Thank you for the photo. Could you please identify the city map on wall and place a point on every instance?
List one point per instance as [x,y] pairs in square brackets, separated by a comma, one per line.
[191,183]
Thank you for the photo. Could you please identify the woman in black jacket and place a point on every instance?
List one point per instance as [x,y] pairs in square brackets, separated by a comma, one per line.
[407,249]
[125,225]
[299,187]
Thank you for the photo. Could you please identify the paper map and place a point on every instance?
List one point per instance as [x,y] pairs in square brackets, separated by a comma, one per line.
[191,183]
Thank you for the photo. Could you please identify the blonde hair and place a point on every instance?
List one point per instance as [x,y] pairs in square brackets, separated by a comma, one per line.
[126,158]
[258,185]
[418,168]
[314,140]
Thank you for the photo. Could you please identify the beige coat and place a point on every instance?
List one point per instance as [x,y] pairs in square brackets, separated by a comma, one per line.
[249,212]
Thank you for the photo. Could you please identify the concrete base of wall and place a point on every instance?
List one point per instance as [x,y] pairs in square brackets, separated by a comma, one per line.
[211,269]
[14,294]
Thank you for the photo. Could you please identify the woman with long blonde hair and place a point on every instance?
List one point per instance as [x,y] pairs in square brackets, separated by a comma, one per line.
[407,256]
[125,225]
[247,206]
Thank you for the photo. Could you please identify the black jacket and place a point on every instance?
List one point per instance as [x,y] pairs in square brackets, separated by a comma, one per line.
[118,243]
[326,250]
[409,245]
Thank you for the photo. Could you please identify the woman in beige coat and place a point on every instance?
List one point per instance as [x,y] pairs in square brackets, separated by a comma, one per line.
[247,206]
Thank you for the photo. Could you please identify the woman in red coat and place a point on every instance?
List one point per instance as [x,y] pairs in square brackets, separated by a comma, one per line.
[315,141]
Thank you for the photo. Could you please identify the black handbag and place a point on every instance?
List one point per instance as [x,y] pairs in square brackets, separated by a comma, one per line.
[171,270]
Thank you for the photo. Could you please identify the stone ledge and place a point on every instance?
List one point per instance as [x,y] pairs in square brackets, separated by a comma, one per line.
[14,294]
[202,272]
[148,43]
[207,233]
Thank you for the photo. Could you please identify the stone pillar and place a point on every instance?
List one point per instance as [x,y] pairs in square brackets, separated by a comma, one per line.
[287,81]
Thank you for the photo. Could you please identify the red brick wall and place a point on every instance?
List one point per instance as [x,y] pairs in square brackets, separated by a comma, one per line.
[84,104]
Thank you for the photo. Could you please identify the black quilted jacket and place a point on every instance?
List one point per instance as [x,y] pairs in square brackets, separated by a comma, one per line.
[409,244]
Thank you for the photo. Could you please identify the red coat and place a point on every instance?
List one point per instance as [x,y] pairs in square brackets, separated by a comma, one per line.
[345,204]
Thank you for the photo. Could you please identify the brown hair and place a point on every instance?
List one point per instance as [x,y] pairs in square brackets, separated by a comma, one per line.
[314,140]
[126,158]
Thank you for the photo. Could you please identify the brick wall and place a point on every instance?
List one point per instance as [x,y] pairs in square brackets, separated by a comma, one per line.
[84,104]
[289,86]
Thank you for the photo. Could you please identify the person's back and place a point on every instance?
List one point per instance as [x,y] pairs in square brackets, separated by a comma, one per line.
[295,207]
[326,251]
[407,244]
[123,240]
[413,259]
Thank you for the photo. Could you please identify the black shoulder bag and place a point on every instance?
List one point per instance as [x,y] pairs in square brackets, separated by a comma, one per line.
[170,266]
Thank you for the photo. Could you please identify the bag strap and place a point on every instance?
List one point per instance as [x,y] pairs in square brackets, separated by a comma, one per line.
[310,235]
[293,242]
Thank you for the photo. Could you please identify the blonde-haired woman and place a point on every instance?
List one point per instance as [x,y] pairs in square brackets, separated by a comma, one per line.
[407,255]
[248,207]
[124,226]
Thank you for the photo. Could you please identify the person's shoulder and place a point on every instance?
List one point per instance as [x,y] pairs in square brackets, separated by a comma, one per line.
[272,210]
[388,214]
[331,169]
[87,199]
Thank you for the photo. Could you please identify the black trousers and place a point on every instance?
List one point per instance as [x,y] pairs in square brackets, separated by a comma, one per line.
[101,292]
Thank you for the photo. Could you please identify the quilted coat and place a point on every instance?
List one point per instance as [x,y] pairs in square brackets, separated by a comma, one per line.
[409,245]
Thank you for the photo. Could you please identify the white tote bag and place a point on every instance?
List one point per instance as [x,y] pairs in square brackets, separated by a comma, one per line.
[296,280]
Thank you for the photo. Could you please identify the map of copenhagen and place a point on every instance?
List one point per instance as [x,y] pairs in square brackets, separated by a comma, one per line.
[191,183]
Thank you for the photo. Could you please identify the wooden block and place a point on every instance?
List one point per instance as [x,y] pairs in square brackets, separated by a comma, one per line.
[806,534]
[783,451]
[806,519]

:::::

* _INSTRUCTIONS FOR THE TASK_:
Lines of the listing above that hold the string "jacket" should each be copied.

* _COMPLETED TASK_:
Thank you for the photo. Could you please identify the woman in black jacket and place a point on every instance?
Thank you for the photo. Could you please identify the black jacket and place a point on every instance?
Thank you for the photo. Could you please identify the black quilted jacket and place a point on every instance?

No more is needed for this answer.